Carry on the Redis client-side caching write-up from the point where it stops.

[start Selection]

Also, RESP3 returns native data types (like Maps), which means the client process spends fewer CPU cycles parsing data.

Enabling tracking

await redis.client('TRACKING', 'on');

Handling invalidations

redis.on('push', (message) => {
  if (message.type === 'invalidate') {
    message.data.forEach(key => localCache.delete(key));
  }
});

Updated request flow

if (localCache.has(userKey) && localCache.has(postsKey)) {
  return res.json({
    user: localCache.get(userKey),
    posts: localCache.get(postsKey),
    source: 'local-memory'
  });
}

const results = await redis.pipeline()
  .get(userKey)
  .get(postsKey)

[end Selection]
[start Dataset content]

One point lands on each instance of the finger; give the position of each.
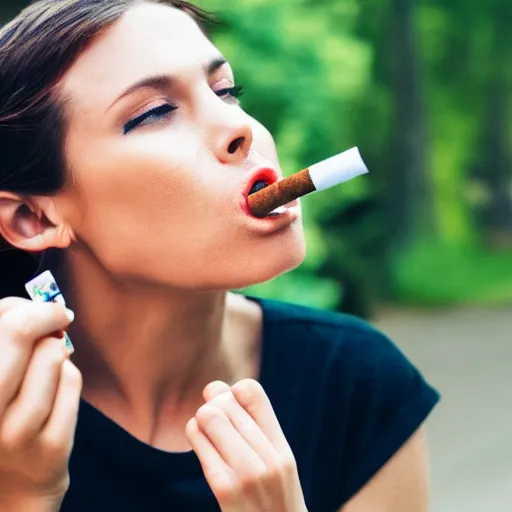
(59, 430)
(216, 471)
(21, 328)
(214, 389)
(247, 428)
(252, 397)
(29, 411)
(233, 449)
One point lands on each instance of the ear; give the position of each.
(32, 224)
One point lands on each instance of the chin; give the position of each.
(272, 262)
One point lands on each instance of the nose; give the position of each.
(232, 134)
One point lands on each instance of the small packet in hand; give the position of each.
(44, 288)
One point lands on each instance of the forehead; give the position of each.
(149, 39)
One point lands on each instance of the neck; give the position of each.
(147, 349)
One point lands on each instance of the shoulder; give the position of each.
(349, 339)
(368, 398)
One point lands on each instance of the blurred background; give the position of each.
(423, 246)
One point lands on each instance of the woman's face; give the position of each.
(159, 172)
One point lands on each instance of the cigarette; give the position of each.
(321, 176)
(43, 288)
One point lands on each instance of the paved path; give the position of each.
(467, 355)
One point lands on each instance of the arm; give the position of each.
(402, 485)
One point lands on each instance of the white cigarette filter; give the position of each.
(323, 175)
(337, 169)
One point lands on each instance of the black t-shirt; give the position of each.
(345, 396)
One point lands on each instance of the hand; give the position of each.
(39, 398)
(243, 452)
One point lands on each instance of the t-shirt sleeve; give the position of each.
(388, 399)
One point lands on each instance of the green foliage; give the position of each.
(433, 112)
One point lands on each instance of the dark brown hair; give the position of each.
(36, 49)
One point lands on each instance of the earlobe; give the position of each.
(26, 225)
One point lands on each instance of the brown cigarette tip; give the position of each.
(261, 203)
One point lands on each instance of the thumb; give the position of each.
(214, 389)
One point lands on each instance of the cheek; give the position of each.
(263, 142)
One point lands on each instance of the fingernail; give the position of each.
(69, 345)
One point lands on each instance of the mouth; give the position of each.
(260, 180)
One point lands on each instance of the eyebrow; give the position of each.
(165, 81)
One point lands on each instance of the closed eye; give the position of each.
(153, 115)
(234, 92)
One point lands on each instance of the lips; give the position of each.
(266, 175)
(256, 178)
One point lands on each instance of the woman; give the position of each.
(126, 153)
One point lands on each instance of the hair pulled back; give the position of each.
(36, 49)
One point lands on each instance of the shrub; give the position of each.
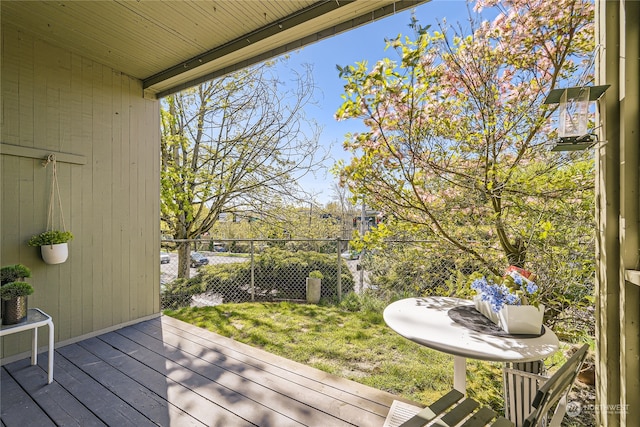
(12, 273)
(15, 289)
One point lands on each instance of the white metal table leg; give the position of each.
(460, 374)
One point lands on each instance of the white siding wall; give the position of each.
(56, 100)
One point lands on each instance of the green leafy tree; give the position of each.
(233, 145)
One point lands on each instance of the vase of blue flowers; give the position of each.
(510, 301)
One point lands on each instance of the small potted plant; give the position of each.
(53, 245)
(314, 284)
(14, 301)
(13, 273)
(511, 302)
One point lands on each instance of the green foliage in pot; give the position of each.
(11, 273)
(15, 289)
(315, 274)
(51, 237)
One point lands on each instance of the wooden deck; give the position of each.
(167, 372)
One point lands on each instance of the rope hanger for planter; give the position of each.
(55, 190)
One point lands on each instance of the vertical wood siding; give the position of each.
(55, 100)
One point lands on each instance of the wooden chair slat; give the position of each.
(556, 388)
(480, 418)
(434, 410)
(460, 412)
(502, 422)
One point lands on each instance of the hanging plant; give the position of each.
(53, 243)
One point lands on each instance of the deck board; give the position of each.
(166, 372)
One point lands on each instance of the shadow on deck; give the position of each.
(167, 372)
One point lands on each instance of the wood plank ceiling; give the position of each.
(171, 45)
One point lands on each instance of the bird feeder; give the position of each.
(574, 116)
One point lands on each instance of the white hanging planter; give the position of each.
(521, 319)
(484, 307)
(55, 254)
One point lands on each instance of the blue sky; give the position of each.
(364, 43)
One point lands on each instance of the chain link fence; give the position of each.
(242, 270)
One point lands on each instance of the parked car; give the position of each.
(198, 260)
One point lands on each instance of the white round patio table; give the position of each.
(426, 321)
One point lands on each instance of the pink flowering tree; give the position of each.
(457, 137)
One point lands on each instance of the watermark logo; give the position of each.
(575, 408)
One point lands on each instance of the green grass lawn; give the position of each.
(356, 345)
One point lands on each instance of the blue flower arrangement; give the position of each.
(512, 289)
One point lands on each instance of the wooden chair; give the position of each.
(555, 392)
(452, 409)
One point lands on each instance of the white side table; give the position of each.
(35, 319)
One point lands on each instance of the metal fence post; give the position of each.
(253, 278)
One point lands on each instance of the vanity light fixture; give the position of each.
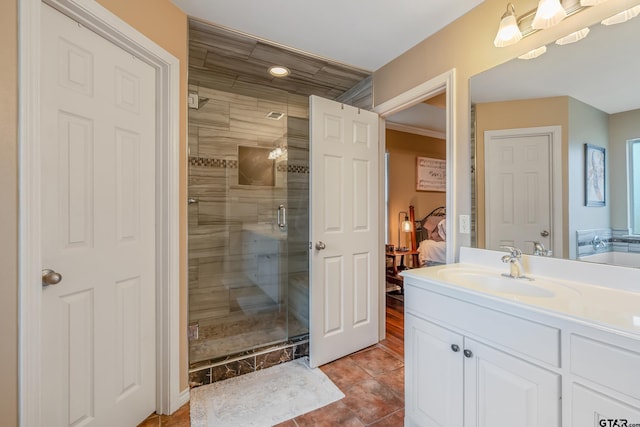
(573, 37)
(508, 32)
(623, 16)
(585, 3)
(549, 13)
(279, 71)
(534, 53)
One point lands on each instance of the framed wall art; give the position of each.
(431, 174)
(594, 175)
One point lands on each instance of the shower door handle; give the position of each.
(282, 217)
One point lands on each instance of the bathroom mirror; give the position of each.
(592, 83)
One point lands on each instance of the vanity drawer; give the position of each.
(606, 364)
(530, 339)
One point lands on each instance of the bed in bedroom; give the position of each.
(431, 237)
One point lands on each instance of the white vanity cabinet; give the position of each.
(474, 358)
(603, 380)
(460, 374)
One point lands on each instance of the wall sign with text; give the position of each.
(431, 174)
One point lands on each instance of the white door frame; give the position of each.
(554, 133)
(93, 16)
(445, 82)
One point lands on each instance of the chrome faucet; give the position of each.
(597, 242)
(539, 250)
(515, 265)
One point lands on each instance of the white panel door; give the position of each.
(98, 222)
(501, 390)
(590, 408)
(518, 190)
(344, 230)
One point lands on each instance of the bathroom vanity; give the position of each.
(482, 349)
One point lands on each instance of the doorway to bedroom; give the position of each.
(415, 190)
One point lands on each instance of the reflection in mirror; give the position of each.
(532, 121)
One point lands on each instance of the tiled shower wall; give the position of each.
(234, 242)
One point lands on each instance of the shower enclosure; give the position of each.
(248, 191)
(248, 225)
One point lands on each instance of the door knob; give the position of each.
(50, 277)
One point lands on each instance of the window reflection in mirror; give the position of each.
(594, 90)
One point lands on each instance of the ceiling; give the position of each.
(224, 59)
(365, 34)
(601, 70)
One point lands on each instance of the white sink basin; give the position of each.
(497, 283)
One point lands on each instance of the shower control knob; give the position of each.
(50, 277)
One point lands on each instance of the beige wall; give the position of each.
(513, 115)
(403, 148)
(466, 45)
(8, 212)
(622, 127)
(166, 25)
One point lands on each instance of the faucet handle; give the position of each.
(515, 252)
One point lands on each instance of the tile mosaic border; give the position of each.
(209, 162)
(207, 372)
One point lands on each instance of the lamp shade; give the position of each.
(591, 2)
(508, 32)
(621, 17)
(532, 54)
(573, 37)
(549, 13)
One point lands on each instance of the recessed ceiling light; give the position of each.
(279, 71)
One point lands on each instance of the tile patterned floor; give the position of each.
(371, 379)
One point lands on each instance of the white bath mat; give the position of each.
(263, 398)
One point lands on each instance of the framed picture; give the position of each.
(594, 175)
(431, 174)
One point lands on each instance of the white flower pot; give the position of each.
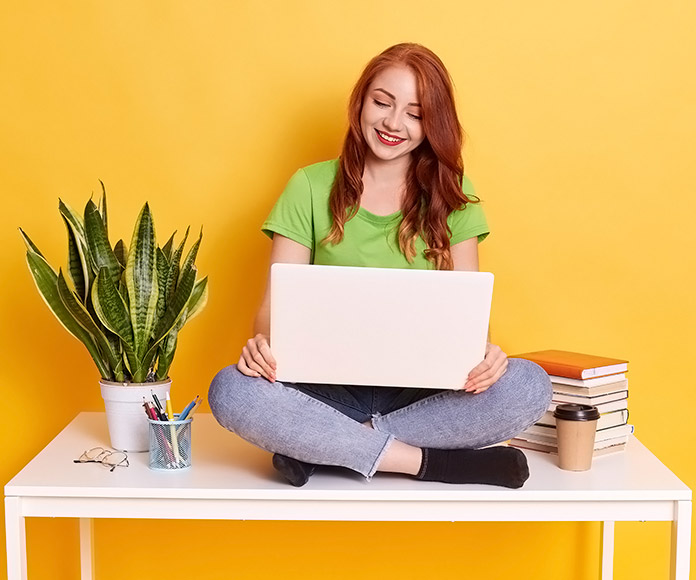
(125, 415)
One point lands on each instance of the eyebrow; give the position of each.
(393, 98)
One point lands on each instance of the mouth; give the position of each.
(388, 139)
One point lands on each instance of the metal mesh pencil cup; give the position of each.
(170, 444)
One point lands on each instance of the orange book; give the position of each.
(575, 365)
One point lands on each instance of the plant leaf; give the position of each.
(102, 209)
(176, 309)
(121, 253)
(30, 245)
(198, 300)
(141, 280)
(162, 277)
(167, 348)
(167, 248)
(175, 266)
(77, 263)
(46, 281)
(112, 312)
(74, 219)
(192, 253)
(84, 319)
(98, 243)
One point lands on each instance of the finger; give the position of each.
(244, 369)
(253, 365)
(479, 369)
(487, 378)
(485, 382)
(265, 350)
(258, 361)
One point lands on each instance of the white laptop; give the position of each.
(378, 326)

[end Dataset content]

● **Final result**:
  .exec();

localCache.set(userKey, results[0][1]);
localCache.set(postsKey, results[1][1]);

Results

┌─────────┬──────┬──────┬───────┬──────┬─────────┬─────────┬───────┐
│ Stat    │ 2.5% │ 50%  │ 97.5% │ 99%  │ Avg     │ Stdev   │ Max   │
├─────────┼──────┼──────┼───────┼──────┼─────────┼─────────┼───────┤
│ Latency │ 1 ms │ 1 ms │ 3 ms  │ 3 ms │ 1.27 ms │ 1.51 ms │ 41 ms │
└─────────┴──────┴──────┴───────┴──────┴─────────┴─────────┴───────┘

The system is now significantly more deterministic. By removing the network from the critical path for repeated reads, the Max latency dropped by 60% (from 107ms to 41ms), and the Standard Deviation reached a much healthier 1.51 ms.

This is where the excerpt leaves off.